Dataset items
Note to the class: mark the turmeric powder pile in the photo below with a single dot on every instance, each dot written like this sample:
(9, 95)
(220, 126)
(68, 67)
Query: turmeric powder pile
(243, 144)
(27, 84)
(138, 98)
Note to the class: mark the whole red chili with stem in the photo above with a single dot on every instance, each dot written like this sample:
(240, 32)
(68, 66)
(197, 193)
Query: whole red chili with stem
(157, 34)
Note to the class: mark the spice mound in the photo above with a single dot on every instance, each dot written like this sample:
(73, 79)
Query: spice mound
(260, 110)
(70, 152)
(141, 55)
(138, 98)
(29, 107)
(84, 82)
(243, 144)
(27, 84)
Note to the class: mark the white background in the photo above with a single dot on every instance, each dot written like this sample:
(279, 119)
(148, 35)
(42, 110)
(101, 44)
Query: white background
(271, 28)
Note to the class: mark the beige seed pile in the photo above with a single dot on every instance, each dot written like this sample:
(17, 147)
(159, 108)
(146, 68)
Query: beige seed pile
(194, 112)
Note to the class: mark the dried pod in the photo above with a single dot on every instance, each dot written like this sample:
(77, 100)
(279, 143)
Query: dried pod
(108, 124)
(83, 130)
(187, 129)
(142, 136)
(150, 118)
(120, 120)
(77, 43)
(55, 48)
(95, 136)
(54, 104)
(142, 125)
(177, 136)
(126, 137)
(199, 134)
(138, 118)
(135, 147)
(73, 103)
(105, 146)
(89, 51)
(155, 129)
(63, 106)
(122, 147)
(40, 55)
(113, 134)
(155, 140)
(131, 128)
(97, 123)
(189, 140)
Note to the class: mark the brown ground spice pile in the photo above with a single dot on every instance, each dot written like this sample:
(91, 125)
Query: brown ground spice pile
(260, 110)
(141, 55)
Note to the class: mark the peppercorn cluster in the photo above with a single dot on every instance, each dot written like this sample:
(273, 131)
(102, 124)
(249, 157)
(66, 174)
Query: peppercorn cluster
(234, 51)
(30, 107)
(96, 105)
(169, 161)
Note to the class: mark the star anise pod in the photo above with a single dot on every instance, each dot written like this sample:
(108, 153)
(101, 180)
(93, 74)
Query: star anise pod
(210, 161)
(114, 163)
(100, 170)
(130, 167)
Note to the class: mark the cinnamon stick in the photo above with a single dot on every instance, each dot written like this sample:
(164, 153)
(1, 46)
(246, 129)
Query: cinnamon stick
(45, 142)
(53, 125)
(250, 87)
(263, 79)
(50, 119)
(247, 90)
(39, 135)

## WHAT IS NEEDED
Rewrite the part of the data above that opens with the line containing "Note to the class: mark the cinnamon" and runs through the end of the data, keeping every line and adding 101 to each number in the answer coordinates. Leave all other numbers unchanged.

## EXERCISE OUTPUT
Note to the class: mark the cinnamon stick in the photo above with a single dot on every instance, each dot written like this sample:
(164, 153)
(1, 46)
(246, 129)
Query: cinnamon stick
(146, 243)
(154, 226)
(351, 188)
(364, 180)
(151, 220)
(348, 191)
(140, 236)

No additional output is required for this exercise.